— Information —
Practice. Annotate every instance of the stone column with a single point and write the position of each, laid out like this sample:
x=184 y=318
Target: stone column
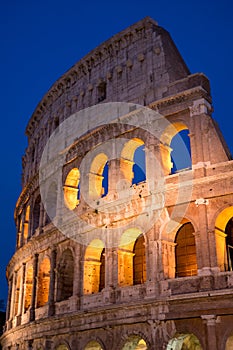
x=51 y=300
x=77 y=278
x=210 y=325
x=41 y=219
x=22 y=230
x=34 y=287
x=202 y=243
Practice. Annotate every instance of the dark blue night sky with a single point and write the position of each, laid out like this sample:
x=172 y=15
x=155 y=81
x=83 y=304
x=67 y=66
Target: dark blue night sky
x=41 y=40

— What you have to do —
Transcribe all lines above exactly, skipping pictures.

— Your solution —
Practice. Annotate every instance of the stone column with a single point and write the position of each, laid out like this sample:
x=184 y=318
Target: stone column
x=51 y=300
x=77 y=278
x=210 y=325
x=41 y=219
x=22 y=230
x=34 y=287
x=202 y=243
Practice. Annotate every instance of the dark blue night sky with a single point and write the position of each, laid out like this sample:
x=172 y=15
x=155 y=81
x=83 y=304
x=67 y=66
Target: dark blue night sky
x=41 y=40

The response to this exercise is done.